Passage given:
Virginia Rifleman. Harlan Crow Library. One of Richard St. George’s personal sketches from the American Revolutionary War, on loan from a private collection.

Born in around 1752, St. George became a published cartoonist as a young man. His cartoons, 10 of which were published in London in 1772 and 1773, poked fun at the “macaroni” fashions of British men. St. George joined the British Army in 1775 and shipped off to America in 1776 to fight against the “rebels” who threatened the British Empire’s stability. Before he left, St. George commissioned a large portrait of himself in his scarlet British officer’s uniform by Thomas Gainsborough. At the time, little did he know that the war in America would dramatically change his life.

In America, Richard St. George fought in some of the largest and most violent battles of the Revolutionary War: Long Island, Fort Washington, Brandywine, Germantown. A fellow officer, Martin Hunter, described his aggressiveness in battle, calling him “military mad.” Hunter also remembered that St. George continued to draw caricatures on campaign. Four of St. George’s cartoons from the American war survive, and each one has its own satirical title, similar to his earlier London cartoons. One titled “My Triumphant entry into Philadelphia” refers to the bloody head wound that St. George suffered at the Battle of Germantown in 1777, which halted his military career and nearly took his life. For the rest of his days, St. George wore a silver plate in his skull installed during the head operation he survived in Philadelphia.

Officer’s Fusil. Museum of the American Revolution. Richard St. George and other British officers who served in America often carried fusils, like this one, that they purchased. A fusil and bayonet provided an officer with a more practical weapon for fighting in wooded country against sharpshooting riflemen than the cumbersome spontoon (tall spear).

St. George returned to Ireland as a wounded veteran, traumatically effected by war. He sought out ways to deal with his constant head pain, delirium, and hallucinations. He befriended artists and poets who helped him cope with his troubles. St. George even traveled to Italy to seek out a warmer climate to recover and worked with Xavier della Gatta, a painter in Naples, to paint scenes of the battles of Paoli and Germantown, two battles that profoundly affected St. George. Those two paintings, part of the Museum of the American Revolution’s collection, partially inspired this exhibition.

Data excerpts:

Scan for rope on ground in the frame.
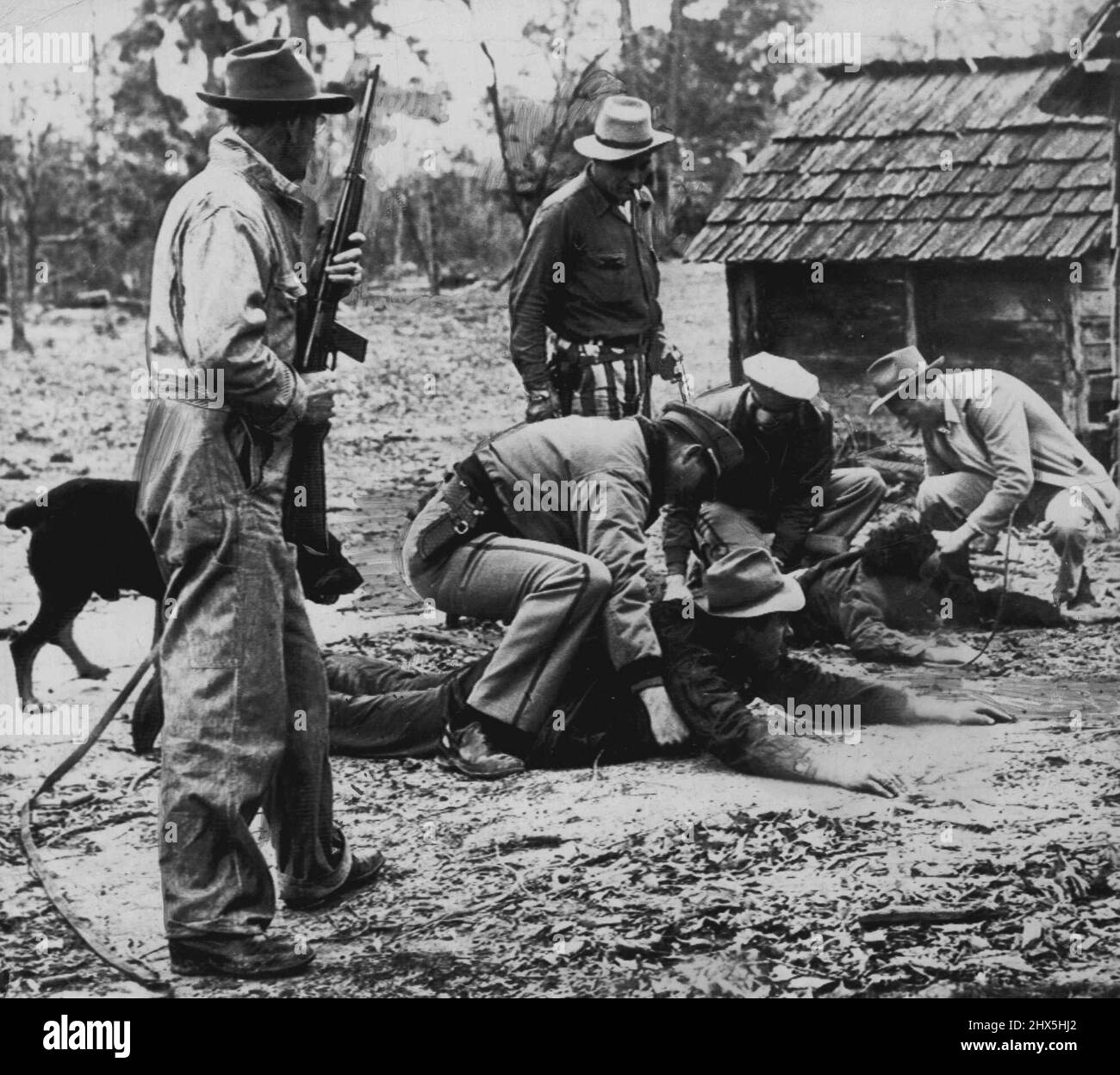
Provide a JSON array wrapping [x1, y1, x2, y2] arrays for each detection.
[[19, 646, 171, 994]]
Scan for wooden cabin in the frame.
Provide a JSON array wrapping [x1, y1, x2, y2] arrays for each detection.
[[686, 53, 1113, 458]]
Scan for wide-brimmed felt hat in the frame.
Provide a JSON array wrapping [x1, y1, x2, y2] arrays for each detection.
[[743, 351, 821, 407], [657, 403, 744, 477], [572, 96, 676, 160], [697, 548, 806, 619], [198, 37, 354, 115], [867, 347, 945, 414]]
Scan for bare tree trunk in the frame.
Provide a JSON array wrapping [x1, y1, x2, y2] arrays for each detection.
[[619, 0, 634, 71], [288, 0, 311, 53], [423, 177, 439, 295], [3, 208, 34, 355], [656, 0, 687, 231], [481, 41, 533, 235], [393, 191, 406, 269]]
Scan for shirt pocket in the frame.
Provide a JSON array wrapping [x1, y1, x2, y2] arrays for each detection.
[[585, 250, 631, 303], [268, 269, 307, 351]]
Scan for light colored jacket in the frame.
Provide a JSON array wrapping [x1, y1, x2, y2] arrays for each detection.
[[923, 370, 1120, 534], [134, 129, 307, 540]]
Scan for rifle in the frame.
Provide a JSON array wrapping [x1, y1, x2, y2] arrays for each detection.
[[284, 66, 381, 605]]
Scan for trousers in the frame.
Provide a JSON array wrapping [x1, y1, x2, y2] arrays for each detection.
[[138, 416, 352, 938], [549, 340, 650, 418], [695, 467, 886, 569]]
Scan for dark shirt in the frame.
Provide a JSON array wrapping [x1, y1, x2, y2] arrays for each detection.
[[510, 165, 662, 389], [326, 601, 913, 780], [790, 561, 937, 664], [652, 601, 914, 777], [663, 385, 832, 575], [790, 561, 1063, 664]]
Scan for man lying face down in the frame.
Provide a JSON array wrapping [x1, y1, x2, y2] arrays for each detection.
[[790, 514, 1067, 664], [325, 549, 1011, 796]]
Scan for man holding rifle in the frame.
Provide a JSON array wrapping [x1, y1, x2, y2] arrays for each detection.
[[135, 38, 383, 978], [510, 96, 688, 422]]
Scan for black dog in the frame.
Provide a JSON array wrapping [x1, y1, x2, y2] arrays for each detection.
[[4, 478, 362, 711]]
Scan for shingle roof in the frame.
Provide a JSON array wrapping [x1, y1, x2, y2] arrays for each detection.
[[687, 53, 1111, 262]]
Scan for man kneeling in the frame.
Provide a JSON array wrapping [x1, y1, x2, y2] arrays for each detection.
[[325, 549, 1011, 796]]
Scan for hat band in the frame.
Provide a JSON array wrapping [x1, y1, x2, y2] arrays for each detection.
[[594, 134, 653, 149]]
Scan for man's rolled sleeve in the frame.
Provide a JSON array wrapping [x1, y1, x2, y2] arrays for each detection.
[[510, 205, 571, 392], [661, 504, 697, 575], [968, 393, 1035, 534], [179, 208, 307, 437]]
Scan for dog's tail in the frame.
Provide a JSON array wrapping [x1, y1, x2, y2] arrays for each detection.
[[3, 500, 43, 530]]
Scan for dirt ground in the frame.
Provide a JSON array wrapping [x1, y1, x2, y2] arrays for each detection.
[[0, 264, 1120, 997]]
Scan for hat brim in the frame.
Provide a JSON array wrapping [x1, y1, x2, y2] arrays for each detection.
[[571, 131, 676, 160], [695, 575, 806, 619], [197, 90, 354, 115], [867, 355, 945, 415]]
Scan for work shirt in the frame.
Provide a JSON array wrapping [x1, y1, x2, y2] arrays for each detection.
[[475, 417, 664, 686], [922, 370, 1120, 534], [790, 561, 937, 664], [653, 601, 914, 779], [662, 385, 832, 575], [790, 561, 1063, 664], [510, 165, 662, 389], [134, 129, 307, 530]]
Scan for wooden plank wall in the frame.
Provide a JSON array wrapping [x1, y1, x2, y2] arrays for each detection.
[[727, 258, 1111, 459]]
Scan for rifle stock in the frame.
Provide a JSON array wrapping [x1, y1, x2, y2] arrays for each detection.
[[284, 67, 381, 604]]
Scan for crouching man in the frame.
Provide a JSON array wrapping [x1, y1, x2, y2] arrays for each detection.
[[403, 404, 743, 777], [314, 550, 1011, 796], [867, 347, 1120, 619], [662, 351, 886, 597]]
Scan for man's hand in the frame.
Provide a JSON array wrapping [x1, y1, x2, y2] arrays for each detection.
[[302, 370, 339, 426], [654, 339, 684, 381], [914, 697, 1015, 724], [925, 643, 980, 664], [526, 388, 560, 422], [662, 575, 692, 601], [815, 748, 906, 798], [638, 687, 689, 747], [933, 523, 977, 556], [327, 232, 365, 295]]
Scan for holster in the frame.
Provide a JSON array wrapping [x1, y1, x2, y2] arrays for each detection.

Your instructions:
Please reproduce everything from "Born in around" down to "change his life." in the passage on Richard St. George above.

Task output:
Born in around 1752, St. George became a published cartoonist as a young man. His cartoons, 10 of which were published in London in 1772 and 1773, poked fun at the “macaroni” fashions of British men. St. George joined the British Army in 1775 and shipped off to America in 1776 to fight against the “rebels” who threatened the British Empire’s stability. Before he left, St. George commissioned a large portrait of himself in his scarlet British officer’s uniform by Thomas Gainsborough. At the time, little did he know that the war in America would dramatically change his life.